> _Objectif_
Poursuivez l'article sur le chiffrement de bout en bout dans Gmail à partir de sa dernière phrase.

:: Section du texte ::

Le nouveau cryptage de bout en bout de Gmail marque un progrès, mais ne garantit pas une protection complète des données

Le déploiement par Google du chiffrement de bout en bout (E2EE) pour Gmail est une bonne chose. Il montre que l’entreprise prend au sérieux l’évolution de sa pile de sécurité. Les entreprises, en particulier celles qui souscrivent à un plan Workspace de niveau supérieur, ont désormais la possibilité de gérer leurs propres clés de chiffrement. Ce n’est pas rien. Cela signifie que vos données ne sont pas seulement protégées en transit ou au repos ; vous pouvez désormais exclure Google de la boucle si vous le configurez correctement. Vous contrôlez mieux qui peut accéder à quoi et quand.

Toutefois, ne pensez pas que cette fonction résout tous les problèmes. Le chiffrement de bout en bout n’est pas activé par défaut. Il ne protégera pas vos communications si personne ne le configure correctement. Pour les dirigeants, c’est ce qui compte. Si les outils de sécurité ne sont pas automatiques et faciles à déployer à grande échelle, la plupart des entreprises ne les activeront pas ou les configureront mal. Il en résulte des lacunes. Dans les environnements à fort enjeu, les lacunes en matière de sécurité du courrier électronique sont inacceptables.

John Spencer-Taylor, PDG de BrainGu, a souligné un point essentiel : cette mise à jour améliore la sécurité sans ajouter de complexité, du moins pour les organisations qui savent comment l’utiliser. C’est de la bonne ingénierie. Mais pour l’entreprise moyenne, qui ne dispose pas d’une équipe de sécurité interne solide, même les outils à faible friction peuvent être ignorés ou sous-utilisés. Ensar Seker, RSSI chez SOCRadar, a insisté sur ce point. Les fonctionnalités qui ne sont pas appliquées automatiquement sont souvent des fonctionnalités inutilisées.

Les dirigeants doivent aborder cette question avec clarté. Les nouvelles fonctionnalités de Gmail sont prometteuses, mais seulement si vos équipes les comprennent et les activent. Il ne s’agit pas de déléguer aveuglément cette tâche à l’informatique. Si votre entreprise traite de la propriété intellectuelle sensible, des données financières ou des informations réglementées, vous devez vous assurer que le chiffrement est activé, que les clés sont contrôlées en interne et qu’il existe une responsabilité quant à la manière dont il est déployé.

Des communications sécurisées signifient que vous devez maîtriser votre surface de risque. Gmail vient de vous donner plus de contrôle. L’idéal est de l’utiliser intelligemment et délibérément.

L’accès aux données par des tiers reste un problème de sécurité

Même avec de solides protocoles de cryptage, si vos données transitent ou résident chez un tiers, vous êtes exposé. C’est la réalité avec Gmail, même après le déploiement du nouveau chiffrement de bout en bout. Google touche encore des parties de votre infrastructure de communication. À moins que votre équipe ne détienne exclusivement les clés de chiffrement et ne contrôle entièrement les deux extrémités du chemin du message, vous n’avez pas un contrôle absolu sur vos données.

:::
:: Extrait de données ::

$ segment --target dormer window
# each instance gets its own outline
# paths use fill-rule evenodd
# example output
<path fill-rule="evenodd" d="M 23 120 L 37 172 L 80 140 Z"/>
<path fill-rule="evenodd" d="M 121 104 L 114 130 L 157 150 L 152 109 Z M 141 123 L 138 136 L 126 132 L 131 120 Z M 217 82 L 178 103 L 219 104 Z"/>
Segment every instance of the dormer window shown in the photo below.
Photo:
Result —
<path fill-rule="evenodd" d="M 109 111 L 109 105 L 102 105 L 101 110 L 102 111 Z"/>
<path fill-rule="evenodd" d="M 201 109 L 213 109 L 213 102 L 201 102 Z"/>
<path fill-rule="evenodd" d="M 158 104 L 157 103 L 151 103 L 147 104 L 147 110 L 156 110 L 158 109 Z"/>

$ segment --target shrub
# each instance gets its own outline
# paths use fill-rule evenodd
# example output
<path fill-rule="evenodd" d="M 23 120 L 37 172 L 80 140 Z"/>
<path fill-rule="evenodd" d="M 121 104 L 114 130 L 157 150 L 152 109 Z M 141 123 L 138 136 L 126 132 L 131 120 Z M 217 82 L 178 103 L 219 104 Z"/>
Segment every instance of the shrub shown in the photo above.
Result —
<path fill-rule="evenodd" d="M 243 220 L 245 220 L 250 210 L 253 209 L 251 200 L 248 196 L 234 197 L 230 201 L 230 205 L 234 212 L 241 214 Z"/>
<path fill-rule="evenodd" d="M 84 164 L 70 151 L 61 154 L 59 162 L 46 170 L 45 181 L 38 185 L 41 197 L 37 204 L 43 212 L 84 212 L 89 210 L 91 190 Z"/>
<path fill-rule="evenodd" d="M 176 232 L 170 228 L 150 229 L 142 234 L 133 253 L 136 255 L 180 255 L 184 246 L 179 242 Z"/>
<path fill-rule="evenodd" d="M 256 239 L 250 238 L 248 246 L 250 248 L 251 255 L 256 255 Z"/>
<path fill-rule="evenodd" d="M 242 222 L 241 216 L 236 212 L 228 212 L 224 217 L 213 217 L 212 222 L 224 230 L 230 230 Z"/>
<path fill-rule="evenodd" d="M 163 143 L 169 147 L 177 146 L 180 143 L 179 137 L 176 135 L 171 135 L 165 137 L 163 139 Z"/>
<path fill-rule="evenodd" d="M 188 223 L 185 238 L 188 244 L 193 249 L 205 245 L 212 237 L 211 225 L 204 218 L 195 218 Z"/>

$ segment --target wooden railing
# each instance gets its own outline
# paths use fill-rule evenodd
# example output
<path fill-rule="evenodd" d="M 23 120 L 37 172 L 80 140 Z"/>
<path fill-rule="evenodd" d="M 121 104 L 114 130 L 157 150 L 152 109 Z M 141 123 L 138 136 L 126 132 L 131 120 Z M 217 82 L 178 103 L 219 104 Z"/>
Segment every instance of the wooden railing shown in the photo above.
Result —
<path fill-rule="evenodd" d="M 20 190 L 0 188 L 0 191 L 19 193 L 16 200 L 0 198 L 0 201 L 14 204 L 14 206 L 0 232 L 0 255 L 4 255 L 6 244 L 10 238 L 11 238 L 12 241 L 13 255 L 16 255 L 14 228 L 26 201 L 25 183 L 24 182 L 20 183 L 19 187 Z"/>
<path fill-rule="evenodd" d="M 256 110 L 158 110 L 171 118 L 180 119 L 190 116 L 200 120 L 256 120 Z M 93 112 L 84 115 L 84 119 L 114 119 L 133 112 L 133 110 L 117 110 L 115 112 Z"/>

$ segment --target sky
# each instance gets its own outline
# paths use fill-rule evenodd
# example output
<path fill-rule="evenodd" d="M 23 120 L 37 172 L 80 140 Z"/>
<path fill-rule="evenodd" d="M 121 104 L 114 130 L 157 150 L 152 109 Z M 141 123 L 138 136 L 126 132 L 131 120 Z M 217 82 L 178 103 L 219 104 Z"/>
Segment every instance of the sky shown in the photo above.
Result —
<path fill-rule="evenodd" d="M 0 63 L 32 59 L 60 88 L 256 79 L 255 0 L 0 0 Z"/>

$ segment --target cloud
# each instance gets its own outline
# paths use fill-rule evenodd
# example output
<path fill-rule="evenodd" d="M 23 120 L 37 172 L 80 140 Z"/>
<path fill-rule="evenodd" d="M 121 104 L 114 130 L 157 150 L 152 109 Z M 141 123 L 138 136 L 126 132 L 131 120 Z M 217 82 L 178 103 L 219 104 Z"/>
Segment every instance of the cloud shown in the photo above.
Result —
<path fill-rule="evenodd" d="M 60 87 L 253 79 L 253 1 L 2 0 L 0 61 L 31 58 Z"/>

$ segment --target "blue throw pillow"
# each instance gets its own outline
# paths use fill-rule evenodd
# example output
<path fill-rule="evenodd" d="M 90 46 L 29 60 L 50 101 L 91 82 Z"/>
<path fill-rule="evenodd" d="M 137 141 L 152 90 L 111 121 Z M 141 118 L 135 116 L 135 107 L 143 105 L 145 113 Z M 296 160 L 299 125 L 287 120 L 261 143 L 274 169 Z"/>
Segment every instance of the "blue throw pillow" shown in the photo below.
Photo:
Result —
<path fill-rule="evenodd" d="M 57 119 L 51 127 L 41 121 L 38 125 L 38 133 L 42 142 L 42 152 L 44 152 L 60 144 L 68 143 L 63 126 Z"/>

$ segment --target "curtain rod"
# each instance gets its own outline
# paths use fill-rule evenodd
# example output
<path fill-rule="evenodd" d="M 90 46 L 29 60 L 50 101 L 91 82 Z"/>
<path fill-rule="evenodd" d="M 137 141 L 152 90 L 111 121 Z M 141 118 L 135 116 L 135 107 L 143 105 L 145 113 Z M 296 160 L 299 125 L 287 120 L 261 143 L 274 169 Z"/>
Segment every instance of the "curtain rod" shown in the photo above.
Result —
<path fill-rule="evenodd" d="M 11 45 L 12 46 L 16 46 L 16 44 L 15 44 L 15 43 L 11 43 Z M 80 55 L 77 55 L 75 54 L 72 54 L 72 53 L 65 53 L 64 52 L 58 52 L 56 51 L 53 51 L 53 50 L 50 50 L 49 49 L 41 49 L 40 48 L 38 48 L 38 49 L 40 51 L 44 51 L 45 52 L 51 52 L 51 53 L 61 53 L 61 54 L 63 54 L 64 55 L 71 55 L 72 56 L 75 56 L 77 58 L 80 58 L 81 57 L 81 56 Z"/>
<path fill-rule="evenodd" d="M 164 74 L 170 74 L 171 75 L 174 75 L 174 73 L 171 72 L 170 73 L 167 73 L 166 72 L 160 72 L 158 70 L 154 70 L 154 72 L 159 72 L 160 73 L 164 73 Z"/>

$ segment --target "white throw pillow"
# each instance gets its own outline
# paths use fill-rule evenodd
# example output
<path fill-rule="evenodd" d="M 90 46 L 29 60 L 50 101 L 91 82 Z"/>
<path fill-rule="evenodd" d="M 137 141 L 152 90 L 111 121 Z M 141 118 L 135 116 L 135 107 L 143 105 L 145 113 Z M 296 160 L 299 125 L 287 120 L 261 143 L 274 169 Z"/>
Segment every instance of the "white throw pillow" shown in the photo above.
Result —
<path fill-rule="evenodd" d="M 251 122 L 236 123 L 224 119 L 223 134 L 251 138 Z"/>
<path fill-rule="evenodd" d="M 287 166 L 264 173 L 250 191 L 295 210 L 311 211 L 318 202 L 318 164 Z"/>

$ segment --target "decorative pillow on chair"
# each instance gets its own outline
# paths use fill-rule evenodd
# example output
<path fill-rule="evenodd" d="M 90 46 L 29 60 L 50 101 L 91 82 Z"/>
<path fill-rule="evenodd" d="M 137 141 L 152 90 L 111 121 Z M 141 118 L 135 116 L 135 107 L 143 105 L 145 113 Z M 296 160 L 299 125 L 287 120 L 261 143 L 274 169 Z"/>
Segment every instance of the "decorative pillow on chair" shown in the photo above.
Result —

:::

> _Réponse_
Raj Rajarajan, directeur de l’Institute for Cyber Security à City St George’s, Université de Londres, l’explique simplement : même lorsque Gmail est configuré correctement, Google a toujours accès à votre contenu. Ce seul fait en fait un point de défaillance potentiel. Il y a une grande différence entre le fait de disposer d’un cryptage et celui d’avoir l’autorité exclusive sur les personnes qui peuvent décrypter.

Lawrence Pingree, vice-président de Dispersive, évoque un autre risque évident. Si votre organisation ne détient pas ses propres clés de chiffrement, alors techniquement, quelqu’un d’autre les détient, et ce « quelqu’un d’autre » peut accéder à vos données. Pire encore, cela ouvre la voie à un risque à long terme. Le chiffrement peut être forcé ou cassé, en particulier au fur et à mesure que la puissance informatique progresse. L’informatique quantique n’est pas encore là, mais lorsqu’elle le sera, toutes les données stockées sécurisées par les algorithmes actuels pourraient être vulnérables à un décryptage rétrospectif.

Pour les chefs d’entreprise, il s’agit là d’un point essentiel : l’utilisation de Gmail, ou de tout autre fournisseur de messagerie SaaS tiers, entraîne un partage des responsabilités. Et qui dit responsabilité partagée dit risque partagé. Même si le chiffrement est en place, vous ne pouvez être pleinement propriétaire de vos informations sensibles que si vous contrôlez entièrement vos flux de données, d’un bout à l’autre de la chaîne.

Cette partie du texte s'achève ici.